>> START Given information

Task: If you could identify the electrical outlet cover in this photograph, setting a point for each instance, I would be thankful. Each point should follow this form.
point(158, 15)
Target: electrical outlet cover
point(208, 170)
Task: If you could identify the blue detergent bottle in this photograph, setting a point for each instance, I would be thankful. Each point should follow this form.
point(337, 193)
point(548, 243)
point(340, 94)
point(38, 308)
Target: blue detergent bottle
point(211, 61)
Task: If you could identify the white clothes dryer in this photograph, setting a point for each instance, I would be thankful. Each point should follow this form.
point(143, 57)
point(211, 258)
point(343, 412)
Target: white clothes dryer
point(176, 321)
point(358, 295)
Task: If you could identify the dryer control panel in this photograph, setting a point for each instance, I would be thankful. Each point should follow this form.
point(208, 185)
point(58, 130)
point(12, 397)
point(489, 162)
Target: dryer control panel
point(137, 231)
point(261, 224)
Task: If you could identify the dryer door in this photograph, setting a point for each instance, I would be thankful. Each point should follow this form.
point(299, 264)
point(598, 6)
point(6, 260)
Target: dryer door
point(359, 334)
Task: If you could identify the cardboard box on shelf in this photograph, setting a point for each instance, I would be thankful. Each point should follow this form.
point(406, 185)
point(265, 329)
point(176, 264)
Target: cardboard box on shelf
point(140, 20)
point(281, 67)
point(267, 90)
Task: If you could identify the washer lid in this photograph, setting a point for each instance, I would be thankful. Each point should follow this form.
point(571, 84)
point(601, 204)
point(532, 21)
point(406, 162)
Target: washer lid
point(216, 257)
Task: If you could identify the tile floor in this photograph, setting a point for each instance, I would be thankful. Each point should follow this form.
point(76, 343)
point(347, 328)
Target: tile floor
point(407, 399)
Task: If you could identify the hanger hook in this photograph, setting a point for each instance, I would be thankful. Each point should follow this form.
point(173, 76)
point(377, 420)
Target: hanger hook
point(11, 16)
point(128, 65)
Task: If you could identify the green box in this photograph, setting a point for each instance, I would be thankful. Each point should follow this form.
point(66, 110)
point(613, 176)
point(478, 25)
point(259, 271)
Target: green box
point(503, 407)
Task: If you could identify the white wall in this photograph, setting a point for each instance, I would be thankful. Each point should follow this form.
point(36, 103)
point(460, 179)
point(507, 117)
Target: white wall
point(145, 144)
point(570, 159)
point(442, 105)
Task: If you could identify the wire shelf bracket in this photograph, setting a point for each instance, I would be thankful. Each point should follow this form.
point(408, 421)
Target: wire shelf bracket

>> END Given information

## Task statement:
Present the data as a numbered list, starting from the very beginning and running up to and including the line that contains "point(211, 61)". Leave out any blank lines.

## Task response:
1. Task: If you could identify the electrical outlet cover in this photograph, setting a point for each instance, I would be thankful. Each point should follow this form.
2. point(158, 15)
3. Target: electrical outlet cover
4. point(208, 170)
5. Task: If you could identify the blue detergent bottle in this photograph, setting a point for each instance, I would be thankful. Each point should follow this form.
6. point(337, 193)
7. point(548, 243)
8. point(340, 94)
9. point(38, 308)
10. Target: blue detergent bottle
11. point(211, 61)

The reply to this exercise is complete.